(Exercise prompt): Whenever the string "stadium" turns up in a line below, that line should be copied.
[Data in this exercise — start]
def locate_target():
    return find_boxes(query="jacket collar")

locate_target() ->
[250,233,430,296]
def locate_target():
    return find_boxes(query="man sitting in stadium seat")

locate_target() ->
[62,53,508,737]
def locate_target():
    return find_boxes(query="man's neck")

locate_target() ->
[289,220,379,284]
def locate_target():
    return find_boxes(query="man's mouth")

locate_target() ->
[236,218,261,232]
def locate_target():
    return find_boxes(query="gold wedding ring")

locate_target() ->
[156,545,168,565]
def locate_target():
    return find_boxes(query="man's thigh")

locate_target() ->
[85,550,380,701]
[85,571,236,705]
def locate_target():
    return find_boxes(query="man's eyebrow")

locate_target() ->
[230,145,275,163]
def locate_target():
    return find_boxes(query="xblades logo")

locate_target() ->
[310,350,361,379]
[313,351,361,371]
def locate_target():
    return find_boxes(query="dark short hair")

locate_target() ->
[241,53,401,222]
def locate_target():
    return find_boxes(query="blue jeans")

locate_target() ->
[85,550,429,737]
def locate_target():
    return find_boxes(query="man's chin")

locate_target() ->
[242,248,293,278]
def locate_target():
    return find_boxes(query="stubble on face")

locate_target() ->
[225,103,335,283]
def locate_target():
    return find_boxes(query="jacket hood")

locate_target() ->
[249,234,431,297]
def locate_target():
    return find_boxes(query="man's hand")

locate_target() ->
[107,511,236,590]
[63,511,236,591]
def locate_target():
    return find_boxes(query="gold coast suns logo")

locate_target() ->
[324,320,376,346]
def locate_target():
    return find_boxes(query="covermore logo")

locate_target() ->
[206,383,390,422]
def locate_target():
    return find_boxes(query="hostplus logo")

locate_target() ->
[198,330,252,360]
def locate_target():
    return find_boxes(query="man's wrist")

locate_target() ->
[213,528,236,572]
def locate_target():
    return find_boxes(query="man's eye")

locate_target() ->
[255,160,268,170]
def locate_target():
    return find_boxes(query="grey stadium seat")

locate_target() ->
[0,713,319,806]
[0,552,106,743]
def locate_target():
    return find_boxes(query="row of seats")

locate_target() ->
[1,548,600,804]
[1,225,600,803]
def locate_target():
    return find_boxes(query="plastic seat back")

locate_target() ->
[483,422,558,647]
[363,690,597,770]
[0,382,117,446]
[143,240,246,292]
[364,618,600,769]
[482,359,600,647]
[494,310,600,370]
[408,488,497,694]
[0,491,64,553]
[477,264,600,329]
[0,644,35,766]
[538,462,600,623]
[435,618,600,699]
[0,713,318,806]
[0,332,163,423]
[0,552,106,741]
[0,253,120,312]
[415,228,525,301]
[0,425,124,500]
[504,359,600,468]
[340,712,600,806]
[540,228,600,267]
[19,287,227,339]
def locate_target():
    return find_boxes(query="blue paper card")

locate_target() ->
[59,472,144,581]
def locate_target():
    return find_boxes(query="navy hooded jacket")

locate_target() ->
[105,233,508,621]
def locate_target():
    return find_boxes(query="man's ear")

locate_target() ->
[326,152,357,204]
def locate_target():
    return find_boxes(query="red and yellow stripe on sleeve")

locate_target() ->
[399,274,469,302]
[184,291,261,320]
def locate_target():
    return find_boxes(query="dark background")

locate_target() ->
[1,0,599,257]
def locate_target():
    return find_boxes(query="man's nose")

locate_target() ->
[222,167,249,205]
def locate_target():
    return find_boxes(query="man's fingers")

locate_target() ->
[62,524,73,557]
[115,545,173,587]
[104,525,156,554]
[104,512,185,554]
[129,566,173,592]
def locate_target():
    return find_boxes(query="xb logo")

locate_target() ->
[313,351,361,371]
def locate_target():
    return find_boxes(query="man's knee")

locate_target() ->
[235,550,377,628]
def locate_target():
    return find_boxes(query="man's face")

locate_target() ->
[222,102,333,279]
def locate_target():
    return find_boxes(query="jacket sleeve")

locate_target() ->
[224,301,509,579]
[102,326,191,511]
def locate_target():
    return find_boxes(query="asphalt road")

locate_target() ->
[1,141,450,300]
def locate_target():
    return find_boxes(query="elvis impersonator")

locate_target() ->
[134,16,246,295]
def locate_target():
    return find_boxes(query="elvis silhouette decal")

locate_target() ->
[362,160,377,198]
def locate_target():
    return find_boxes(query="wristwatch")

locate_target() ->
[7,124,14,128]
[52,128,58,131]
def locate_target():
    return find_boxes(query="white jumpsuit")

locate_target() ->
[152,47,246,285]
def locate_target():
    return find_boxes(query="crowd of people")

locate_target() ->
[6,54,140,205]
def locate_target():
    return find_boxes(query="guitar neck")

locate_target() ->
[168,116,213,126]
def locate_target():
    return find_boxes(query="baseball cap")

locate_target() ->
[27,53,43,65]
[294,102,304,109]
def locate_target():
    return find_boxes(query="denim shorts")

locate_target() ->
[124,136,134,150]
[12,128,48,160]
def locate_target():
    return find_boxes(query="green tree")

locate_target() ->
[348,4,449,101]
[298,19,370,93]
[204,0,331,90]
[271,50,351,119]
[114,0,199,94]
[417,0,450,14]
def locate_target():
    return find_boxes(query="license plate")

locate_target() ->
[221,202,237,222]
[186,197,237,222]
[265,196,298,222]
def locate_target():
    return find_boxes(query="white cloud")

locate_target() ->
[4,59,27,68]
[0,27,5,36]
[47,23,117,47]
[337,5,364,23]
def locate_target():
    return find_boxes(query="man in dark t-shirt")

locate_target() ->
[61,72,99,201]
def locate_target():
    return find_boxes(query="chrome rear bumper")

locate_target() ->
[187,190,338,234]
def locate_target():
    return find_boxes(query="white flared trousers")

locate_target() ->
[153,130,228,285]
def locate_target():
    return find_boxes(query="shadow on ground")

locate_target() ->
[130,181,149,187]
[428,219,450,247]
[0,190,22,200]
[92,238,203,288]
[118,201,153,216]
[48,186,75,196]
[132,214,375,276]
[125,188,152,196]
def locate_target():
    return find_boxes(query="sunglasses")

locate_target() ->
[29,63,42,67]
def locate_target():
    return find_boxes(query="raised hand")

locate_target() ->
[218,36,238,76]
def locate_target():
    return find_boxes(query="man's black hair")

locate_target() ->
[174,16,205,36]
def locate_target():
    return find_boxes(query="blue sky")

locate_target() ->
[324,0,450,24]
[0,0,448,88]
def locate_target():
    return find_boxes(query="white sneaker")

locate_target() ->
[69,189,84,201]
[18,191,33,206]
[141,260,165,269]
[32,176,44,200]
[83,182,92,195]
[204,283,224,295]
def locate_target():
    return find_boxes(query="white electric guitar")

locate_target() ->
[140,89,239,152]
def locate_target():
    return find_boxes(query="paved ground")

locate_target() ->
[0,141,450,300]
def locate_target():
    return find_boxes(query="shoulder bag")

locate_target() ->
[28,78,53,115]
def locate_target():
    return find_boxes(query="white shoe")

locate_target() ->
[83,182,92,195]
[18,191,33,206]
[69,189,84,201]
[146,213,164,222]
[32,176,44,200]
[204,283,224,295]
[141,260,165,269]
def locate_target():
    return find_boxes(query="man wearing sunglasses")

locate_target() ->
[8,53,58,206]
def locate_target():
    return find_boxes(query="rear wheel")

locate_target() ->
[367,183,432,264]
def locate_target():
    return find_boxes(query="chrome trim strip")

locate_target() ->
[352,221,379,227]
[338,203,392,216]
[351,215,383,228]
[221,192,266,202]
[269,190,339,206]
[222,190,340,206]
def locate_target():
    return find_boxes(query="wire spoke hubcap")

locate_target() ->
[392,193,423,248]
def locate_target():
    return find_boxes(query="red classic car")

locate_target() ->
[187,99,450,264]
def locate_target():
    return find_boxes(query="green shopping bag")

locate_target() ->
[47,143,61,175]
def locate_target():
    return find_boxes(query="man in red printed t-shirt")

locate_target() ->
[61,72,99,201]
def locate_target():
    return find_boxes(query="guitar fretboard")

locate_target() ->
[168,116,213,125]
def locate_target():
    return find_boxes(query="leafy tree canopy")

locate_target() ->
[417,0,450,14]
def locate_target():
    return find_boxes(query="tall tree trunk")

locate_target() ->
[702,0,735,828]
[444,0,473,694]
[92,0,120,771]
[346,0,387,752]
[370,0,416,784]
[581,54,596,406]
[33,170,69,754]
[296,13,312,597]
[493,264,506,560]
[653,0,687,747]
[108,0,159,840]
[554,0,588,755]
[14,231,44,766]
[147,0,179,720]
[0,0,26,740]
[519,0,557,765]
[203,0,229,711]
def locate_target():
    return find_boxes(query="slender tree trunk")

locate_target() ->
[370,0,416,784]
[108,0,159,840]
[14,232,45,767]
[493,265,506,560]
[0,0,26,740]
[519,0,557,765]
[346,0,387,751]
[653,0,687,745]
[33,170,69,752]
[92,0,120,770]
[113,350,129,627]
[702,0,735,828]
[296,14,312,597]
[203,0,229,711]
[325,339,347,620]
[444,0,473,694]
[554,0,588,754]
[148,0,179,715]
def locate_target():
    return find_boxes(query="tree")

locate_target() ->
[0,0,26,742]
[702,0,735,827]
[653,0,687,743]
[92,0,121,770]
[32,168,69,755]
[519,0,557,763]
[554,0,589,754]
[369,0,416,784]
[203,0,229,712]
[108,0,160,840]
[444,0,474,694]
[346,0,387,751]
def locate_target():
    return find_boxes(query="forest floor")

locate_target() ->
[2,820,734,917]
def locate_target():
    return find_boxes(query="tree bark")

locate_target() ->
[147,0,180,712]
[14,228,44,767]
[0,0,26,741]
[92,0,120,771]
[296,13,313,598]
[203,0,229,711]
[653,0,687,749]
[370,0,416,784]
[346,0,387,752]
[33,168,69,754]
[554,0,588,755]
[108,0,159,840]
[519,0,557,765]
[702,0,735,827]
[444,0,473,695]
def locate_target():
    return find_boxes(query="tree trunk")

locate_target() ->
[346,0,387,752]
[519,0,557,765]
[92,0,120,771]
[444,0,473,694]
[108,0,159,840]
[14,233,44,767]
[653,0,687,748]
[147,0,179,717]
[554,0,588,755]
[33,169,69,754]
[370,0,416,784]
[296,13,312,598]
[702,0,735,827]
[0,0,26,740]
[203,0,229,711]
[Data in this exercise — finish]
(Problem solution):
    return find_boxes(query="man sitting in stadium seat")
    return find_boxes(query="grey stadium seat")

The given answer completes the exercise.